RECORDS TO PROCESS ->
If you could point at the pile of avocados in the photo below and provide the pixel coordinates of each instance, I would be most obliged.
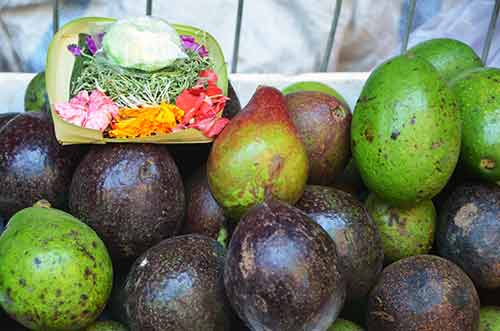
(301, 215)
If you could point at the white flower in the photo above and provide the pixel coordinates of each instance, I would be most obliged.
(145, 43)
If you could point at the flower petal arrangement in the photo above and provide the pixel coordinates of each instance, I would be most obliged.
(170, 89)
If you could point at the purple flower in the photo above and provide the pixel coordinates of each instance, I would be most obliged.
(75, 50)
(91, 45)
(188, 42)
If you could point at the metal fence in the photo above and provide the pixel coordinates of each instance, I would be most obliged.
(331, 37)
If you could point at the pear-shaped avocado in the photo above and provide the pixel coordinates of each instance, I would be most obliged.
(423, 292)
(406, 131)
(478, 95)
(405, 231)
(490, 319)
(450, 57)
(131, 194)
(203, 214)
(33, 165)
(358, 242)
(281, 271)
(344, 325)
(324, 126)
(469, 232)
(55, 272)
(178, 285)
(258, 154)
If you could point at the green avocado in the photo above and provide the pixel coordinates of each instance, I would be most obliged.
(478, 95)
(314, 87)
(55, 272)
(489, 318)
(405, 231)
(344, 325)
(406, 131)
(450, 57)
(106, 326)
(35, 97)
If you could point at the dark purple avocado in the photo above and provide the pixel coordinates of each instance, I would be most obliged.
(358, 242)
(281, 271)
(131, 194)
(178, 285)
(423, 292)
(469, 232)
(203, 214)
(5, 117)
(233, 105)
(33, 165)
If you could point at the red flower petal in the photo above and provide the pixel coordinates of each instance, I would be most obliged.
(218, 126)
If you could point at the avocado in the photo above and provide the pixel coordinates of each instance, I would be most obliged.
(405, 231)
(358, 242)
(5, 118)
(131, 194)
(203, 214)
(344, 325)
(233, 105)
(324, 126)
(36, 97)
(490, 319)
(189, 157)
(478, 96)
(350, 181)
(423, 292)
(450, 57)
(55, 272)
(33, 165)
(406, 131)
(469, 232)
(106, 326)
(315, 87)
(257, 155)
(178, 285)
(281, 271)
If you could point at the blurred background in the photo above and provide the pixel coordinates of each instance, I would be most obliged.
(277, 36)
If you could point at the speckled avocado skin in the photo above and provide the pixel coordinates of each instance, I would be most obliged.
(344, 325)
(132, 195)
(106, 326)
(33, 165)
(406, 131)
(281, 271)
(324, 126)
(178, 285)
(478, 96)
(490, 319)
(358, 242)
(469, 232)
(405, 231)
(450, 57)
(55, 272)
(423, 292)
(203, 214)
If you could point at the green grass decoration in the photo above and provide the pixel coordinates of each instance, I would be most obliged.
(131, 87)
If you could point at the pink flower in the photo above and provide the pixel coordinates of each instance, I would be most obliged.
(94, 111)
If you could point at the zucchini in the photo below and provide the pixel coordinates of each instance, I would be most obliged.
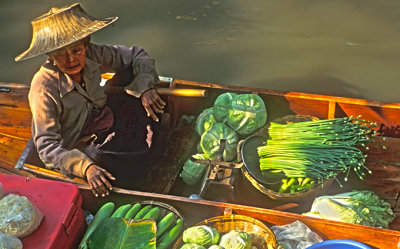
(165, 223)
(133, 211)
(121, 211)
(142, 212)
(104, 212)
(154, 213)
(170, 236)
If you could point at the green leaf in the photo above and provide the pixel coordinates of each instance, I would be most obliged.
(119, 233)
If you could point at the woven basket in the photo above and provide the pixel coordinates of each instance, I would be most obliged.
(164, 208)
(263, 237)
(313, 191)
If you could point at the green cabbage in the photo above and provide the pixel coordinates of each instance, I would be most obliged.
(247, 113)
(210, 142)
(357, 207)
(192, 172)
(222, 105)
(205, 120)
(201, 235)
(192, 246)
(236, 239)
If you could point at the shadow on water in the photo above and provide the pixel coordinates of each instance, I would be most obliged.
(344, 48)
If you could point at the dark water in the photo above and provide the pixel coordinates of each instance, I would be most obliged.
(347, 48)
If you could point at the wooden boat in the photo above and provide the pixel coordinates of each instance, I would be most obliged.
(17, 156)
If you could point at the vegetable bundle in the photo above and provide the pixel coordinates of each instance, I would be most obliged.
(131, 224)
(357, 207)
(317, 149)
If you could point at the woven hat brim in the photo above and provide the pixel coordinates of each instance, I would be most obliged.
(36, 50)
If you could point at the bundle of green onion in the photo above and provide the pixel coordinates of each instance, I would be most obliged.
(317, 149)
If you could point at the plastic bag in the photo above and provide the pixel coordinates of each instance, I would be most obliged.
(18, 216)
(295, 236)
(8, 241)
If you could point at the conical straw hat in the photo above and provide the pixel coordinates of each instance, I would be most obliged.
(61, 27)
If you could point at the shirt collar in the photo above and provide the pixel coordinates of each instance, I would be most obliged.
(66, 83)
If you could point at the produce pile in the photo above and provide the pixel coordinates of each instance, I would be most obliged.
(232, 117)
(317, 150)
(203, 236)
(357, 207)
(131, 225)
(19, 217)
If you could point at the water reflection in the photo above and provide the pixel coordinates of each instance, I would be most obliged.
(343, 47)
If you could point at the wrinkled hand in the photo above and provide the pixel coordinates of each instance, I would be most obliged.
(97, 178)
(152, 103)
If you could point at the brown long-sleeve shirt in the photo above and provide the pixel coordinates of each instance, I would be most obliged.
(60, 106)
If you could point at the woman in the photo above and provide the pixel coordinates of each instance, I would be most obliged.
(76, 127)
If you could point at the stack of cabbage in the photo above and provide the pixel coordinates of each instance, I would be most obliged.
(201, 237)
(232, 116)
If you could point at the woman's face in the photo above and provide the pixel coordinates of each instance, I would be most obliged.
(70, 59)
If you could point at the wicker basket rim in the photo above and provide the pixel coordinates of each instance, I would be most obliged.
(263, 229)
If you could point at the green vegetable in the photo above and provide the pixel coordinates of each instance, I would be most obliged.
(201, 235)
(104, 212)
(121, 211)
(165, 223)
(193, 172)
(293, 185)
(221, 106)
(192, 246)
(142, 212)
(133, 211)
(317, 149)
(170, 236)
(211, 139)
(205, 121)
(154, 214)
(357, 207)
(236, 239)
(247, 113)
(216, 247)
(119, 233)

YOUR TASK -> Substitute "very grateful" for "most obliged" in all the items above, changing nothing else, and omit the pictures.

SOLUTION ->
If you could point at the pile of avocados in the photo below and provide the pixel coordinates of each instance, I would be very grateful.
(301, 215)
If you could point at the white flower in the photo above and provide the pixel coordinates of each instance, I would be very grateful.
(145, 43)
If you could point at the flower petal arrangement in the photo above and provide the pixel coordinates of each instance, I would be very grateful.
(170, 89)
If you could point at the purple flower in the photo above and provide the pixel coordinates of each instance, I would be very grateful.
(75, 50)
(91, 45)
(188, 42)
If you could point at the metal fence in the photo above and provide the pixel coordinates of each instance, I would be very grateful.
(331, 37)
If you could point at the pear-shaped avocado in the photo above and provide the pixel coordinates of each instance, I would be very grateful.
(423, 292)
(406, 131)
(478, 95)
(405, 231)
(490, 319)
(450, 57)
(131, 194)
(203, 214)
(33, 165)
(358, 242)
(281, 271)
(344, 325)
(324, 126)
(469, 232)
(55, 272)
(178, 285)
(258, 154)
If you could point at the green avocado in the photo above and provide the pixel coordinates of each instance, I would be very grateful.
(478, 95)
(314, 87)
(55, 272)
(489, 318)
(405, 231)
(344, 325)
(406, 131)
(450, 57)
(106, 326)
(35, 97)
If you could point at the dark purple avocado in the photo above and provide the pixel coordinates of each instance, I would be very grateful.
(358, 242)
(281, 271)
(131, 194)
(178, 285)
(423, 292)
(469, 232)
(203, 214)
(5, 117)
(233, 105)
(33, 165)
If you could point at the red flower petal in the photo above and provide the pixel coordinates of each instance, I would be very grateful.
(218, 126)
If you could point at the avocado in the photo above and provide the pixel coordinates of each instance, I would be very grateful.
(405, 231)
(358, 242)
(5, 118)
(131, 194)
(203, 214)
(344, 325)
(233, 105)
(324, 126)
(36, 97)
(490, 319)
(189, 157)
(478, 96)
(350, 181)
(423, 292)
(450, 57)
(55, 272)
(33, 165)
(406, 131)
(469, 232)
(106, 326)
(315, 87)
(257, 155)
(178, 285)
(281, 271)
If you could point at the blurred background in the photo above and provide the pixel coordinates of each instance, I would be very grateful.
(277, 36)
If you could point at the speckled avocado skin in the photo above and provide the pixel coordinates of each instance, I would be very grateful.
(344, 325)
(132, 195)
(106, 326)
(33, 165)
(406, 131)
(281, 271)
(324, 126)
(178, 285)
(478, 96)
(490, 319)
(358, 242)
(469, 232)
(405, 231)
(450, 57)
(55, 272)
(423, 292)
(203, 214)
If you could point at the green grass decoration in the photo above and provide the pixel coordinates of each instance, I would be very grateful.
(131, 87)
If you could point at the pink flower in the photo above and provide the pixel coordinates of each instance, I would be very grateful.
(94, 111)
If you could point at the zucchini in the photo below and provide the pixel coordinates of each instance, I would be very grateful.
(165, 223)
(133, 211)
(121, 211)
(142, 212)
(104, 212)
(154, 213)
(170, 236)
If you could point at the green leaf in the photo above and provide the pixel coordinates of each instance, I would be very grateful.
(119, 233)
If you could point at the woven basket in the photo above and provide the pixel coordinates of each instance, I would be very grateful.
(164, 208)
(263, 237)
(313, 191)
If you could point at the green cabbage in the photo above and provide the pixel coordinates of each instance, I would be very grateful.
(247, 113)
(210, 142)
(357, 207)
(192, 172)
(222, 105)
(205, 120)
(201, 235)
(192, 246)
(236, 239)
If you could point at the shadow on water in the photo above and provide the pixel coordinates of each instance, I would be very grateful.
(344, 48)
If you could point at the dark water in the photo above and provide the pixel coordinates of each instance, I would be very grateful.
(347, 48)
If you could point at the wooden boat in the photo above and provide the pixel coordinates of each instance, I would be very grateful.
(17, 156)
If you could point at the vegetable bundle in the photo above and provide the pixel coordinates of each instance, I would be very grateful.
(131, 224)
(357, 207)
(317, 149)
If you could point at the woven hat brim in the photo above and provide the pixel coordinates of each instance, I would be very grateful.
(36, 50)
If you could point at the bundle of green onion in the photo above and provide the pixel coordinates of each instance, I would be very grateful.
(317, 149)
If you could point at the plastic bag in the photo above and provide the pixel coordinates of each instance, I would be very grateful.
(18, 216)
(295, 236)
(8, 241)
If you could point at the conical straw hat in the photo above and provide the pixel coordinates of each instance, I would be very grateful.
(61, 27)
If you could point at the shirt collar in the photo above and provide the pixel coordinates of each instance, I would be very grateful.
(66, 83)
If you could point at the produce pile in the photo above and provide the pixel coordinates of each instance, I would be very grateful.
(232, 117)
(317, 150)
(203, 236)
(357, 207)
(131, 225)
(19, 217)
If you could point at the water reflection in the photo above and provide the pixel coordinates of each instance, I would be very grateful.
(343, 47)
If you could point at the wrinkled hand in the photo above and provide the pixel coordinates of each instance, I would be very grateful.
(97, 178)
(152, 103)
If you could point at the brown long-sleeve shirt in the photo above and provide the pixel coordinates of each instance, I would be very grateful.
(60, 106)
If you could point at the woman in the photo above and provide the pixel coordinates of each instance, I would be very grateful.
(76, 127)
If you could point at the stack of cabbage in the photo above and provide the pixel coordinates of each instance, I would be very grateful.
(201, 237)
(232, 116)
If you could point at the woman's face in the photo above and provide the pixel coordinates of each instance, I would be very grateful.
(70, 59)
If you could point at the wicker basket rim in the photo above and provide the pixel coordinates of each instance, I would be very grateful.
(263, 229)
If you could point at the green vegetable in the photo above and provide the pixel coordinates of each instance, I would be very grateful.
(201, 235)
(104, 212)
(121, 211)
(165, 223)
(193, 172)
(293, 185)
(221, 106)
(192, 246)
(142, 212)
(133, 211)
(317, 149)
(170, 236)
(211, 139)
(205, 121)
(154, 214)
(357, 207)
(236, 239)
(247, 113)
(216, 247)
(119, 233)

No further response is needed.